# Whats best for gravel?



## moosedog (Oct 16, 2017)

New member here. I've been browsing the forum some as I will be replacing my Toro 826 very soon and have no clue as to what's good or bad in snowblowers over the past 10 years. Here's my info:


Upstate, NY 30 miles south of Rochester
Average over 120" per year of every type of snow you can imagine.
Gravel driveway 130 ft X 20, plus 2 separate parking areas of 30X25 each. Over 4000 sq ft in all. Short but fairly steep hill on a corner as it goes around the back of the house. Gravel is crushed stone with dust so it is fairly hard surfaced with some loose stones on top. No big rocks.
I'm 57 and in pretty good shape but tired of muscling the blower around.
My wife and I both leave for work by 6:30 a.m. and I need something reliable.


I am thinking at least 28 or 30" wide, wheels instead of tracks, 300+cc engine and some kind of turn assist. My budget is $1500 and there may be some trade value in my Toro. I want to buy new.


I have read some good and some bad reports on the auto turn on the Ariens. Is auto turn ok for a gravel drive?

Activity 1:
Please update the entries from the first line of the entries through the line holding "positive clicks: (142, 118)", both ends included, by swapping "SVG path" for "vector path" and leaving everything else unchanged.

Supplied records:
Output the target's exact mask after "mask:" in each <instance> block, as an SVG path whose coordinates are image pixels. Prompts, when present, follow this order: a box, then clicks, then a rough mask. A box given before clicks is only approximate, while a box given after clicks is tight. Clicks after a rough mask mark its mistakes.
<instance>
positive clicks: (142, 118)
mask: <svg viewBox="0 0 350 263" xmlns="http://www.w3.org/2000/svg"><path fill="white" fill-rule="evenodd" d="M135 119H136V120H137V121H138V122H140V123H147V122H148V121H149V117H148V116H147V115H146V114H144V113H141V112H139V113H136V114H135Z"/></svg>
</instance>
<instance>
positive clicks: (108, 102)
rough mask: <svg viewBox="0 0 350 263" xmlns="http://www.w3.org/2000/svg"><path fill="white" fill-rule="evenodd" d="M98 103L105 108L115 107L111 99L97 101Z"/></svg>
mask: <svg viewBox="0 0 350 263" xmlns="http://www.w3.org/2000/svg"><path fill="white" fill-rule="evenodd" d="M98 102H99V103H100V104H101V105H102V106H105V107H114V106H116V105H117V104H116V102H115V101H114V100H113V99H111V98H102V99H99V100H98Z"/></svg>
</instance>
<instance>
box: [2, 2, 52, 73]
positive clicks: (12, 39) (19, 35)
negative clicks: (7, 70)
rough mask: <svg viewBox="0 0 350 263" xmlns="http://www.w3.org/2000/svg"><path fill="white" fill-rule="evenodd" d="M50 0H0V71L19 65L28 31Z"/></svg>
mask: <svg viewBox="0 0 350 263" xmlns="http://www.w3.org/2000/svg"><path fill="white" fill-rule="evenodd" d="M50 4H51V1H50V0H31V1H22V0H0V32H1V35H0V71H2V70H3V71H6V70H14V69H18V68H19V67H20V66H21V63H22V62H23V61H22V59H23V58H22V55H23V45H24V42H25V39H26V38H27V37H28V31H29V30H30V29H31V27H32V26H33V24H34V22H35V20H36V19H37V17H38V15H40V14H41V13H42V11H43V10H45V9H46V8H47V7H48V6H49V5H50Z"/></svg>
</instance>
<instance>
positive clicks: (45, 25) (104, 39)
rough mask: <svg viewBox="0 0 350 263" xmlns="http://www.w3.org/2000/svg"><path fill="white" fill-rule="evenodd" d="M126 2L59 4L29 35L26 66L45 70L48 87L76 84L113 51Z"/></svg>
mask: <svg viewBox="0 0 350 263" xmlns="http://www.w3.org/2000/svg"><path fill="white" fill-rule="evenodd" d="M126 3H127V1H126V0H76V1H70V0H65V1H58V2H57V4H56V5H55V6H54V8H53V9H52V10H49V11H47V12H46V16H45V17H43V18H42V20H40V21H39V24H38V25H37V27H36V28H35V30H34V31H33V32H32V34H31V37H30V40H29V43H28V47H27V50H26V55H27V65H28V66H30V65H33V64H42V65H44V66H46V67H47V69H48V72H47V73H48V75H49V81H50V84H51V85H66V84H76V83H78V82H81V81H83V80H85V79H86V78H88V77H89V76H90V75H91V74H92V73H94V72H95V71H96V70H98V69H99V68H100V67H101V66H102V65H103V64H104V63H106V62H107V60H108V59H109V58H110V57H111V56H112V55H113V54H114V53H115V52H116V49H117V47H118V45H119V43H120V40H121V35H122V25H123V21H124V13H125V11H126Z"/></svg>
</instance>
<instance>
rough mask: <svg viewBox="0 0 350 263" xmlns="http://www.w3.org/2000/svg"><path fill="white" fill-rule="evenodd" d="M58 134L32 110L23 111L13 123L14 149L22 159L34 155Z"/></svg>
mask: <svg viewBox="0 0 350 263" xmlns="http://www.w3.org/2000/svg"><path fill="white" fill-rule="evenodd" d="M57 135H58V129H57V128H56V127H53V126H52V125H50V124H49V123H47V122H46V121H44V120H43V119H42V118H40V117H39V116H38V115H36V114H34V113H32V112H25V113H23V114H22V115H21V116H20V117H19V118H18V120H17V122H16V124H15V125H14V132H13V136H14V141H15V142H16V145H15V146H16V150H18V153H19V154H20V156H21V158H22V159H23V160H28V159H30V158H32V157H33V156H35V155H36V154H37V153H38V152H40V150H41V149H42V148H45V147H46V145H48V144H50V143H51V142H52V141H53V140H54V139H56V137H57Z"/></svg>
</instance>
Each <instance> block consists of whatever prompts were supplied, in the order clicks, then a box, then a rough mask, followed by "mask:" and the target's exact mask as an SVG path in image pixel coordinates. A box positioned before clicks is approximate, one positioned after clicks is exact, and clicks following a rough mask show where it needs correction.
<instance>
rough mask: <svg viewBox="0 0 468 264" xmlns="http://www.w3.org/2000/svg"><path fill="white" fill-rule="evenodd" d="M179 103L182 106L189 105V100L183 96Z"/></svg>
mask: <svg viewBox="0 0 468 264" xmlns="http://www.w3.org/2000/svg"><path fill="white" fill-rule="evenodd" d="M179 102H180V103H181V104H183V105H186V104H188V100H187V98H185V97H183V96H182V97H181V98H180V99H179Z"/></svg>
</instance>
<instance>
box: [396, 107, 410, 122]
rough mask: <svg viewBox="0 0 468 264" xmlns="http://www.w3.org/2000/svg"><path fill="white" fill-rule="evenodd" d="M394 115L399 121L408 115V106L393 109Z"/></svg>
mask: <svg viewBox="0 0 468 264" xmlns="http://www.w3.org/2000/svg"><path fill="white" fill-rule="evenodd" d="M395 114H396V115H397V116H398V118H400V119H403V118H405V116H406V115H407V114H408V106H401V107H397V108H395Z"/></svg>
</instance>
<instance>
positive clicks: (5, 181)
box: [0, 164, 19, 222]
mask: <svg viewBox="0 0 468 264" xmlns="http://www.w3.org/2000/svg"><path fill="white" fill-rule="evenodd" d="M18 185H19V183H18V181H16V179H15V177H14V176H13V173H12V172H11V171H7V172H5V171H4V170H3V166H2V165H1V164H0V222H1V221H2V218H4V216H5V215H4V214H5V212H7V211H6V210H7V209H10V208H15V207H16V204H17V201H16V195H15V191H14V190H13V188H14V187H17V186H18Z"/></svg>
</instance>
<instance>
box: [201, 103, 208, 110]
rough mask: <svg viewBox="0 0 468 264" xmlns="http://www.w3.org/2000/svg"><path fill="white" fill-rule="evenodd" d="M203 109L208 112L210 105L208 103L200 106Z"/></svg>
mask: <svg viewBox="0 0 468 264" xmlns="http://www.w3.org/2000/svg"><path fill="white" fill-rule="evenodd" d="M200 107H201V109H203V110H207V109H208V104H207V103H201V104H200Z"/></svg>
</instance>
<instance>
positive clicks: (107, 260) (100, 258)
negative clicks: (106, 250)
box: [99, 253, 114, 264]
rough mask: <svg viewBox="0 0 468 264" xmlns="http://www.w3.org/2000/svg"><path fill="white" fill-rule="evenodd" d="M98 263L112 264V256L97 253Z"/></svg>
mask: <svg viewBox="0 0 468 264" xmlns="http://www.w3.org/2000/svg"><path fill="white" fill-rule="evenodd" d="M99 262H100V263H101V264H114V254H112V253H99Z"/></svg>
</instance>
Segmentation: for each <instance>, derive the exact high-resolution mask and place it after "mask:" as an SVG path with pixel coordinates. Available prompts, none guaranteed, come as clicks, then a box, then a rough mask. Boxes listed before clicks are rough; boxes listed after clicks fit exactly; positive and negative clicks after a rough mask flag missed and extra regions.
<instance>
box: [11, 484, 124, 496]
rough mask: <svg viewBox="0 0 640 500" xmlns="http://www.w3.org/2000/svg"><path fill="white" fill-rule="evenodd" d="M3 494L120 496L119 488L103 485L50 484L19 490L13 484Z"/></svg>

Activity 2:
Write what comes next in the forum thread about choosing a snowblower for a gravel driveway.

Reply 1:
Output the target's exact mask after "mask:" in each <instance> block, as an vector path whose coordinates are image pixels. Prompts, when present, follow this order: a box, then clicks, then a rough mask. A box given before clicks is only approximate, while a box given after clicks is tight. Clicks after a rough mask mark its mistakes.
<instance>
positive clicks: (142, 118)

Reply 2:
It seems Ariens and Honda get the most love here, followed by Toro. I don't see much on Cub Cadet. I have a dealer close by that sells Ariens & Honda, another that sells Toro and another with Cub Cadet and one with Husqvarna. Are the Cub Cadets and Husq's worth consideration? 


Thanks,


Moosedog


----------



## unknown1 (Dec 13, 2015)

You will enjoy the data and comparisons in my database which was designed with YOU in mind

You can compare key decision-making criteria on a single spreadsheet both ACROSS brands and on models WITHIN brands

If you are passionate about a single brand for some personal reason.. you can concentrate on those rows
If you are brand-neutral consider the entire spreadsheet

There is a parallel thread discussing the spreadsheet in detail and explaining rationale for including or excluding brands
The brands you mentioned are all covered

You will learn why Cub Cadet and Husqvarna are not in the spreadsheet and can infer why you do not hear much "buzz" on this forum.

It took a lot of effort to put together and I hope it will be of great benefit as you perform your analysis

Data Thread:
The most recent post on the data thread contains the best spreadsheet
Scan the verbiage leading up to that but don't bother to look at the intermediate spreadshets

Discussion Thread:
Read it all

Here are those threads (they are also in my "sig") but I will post them here for ease of access and in case the word "sig" means nothing to you.
Enjoy!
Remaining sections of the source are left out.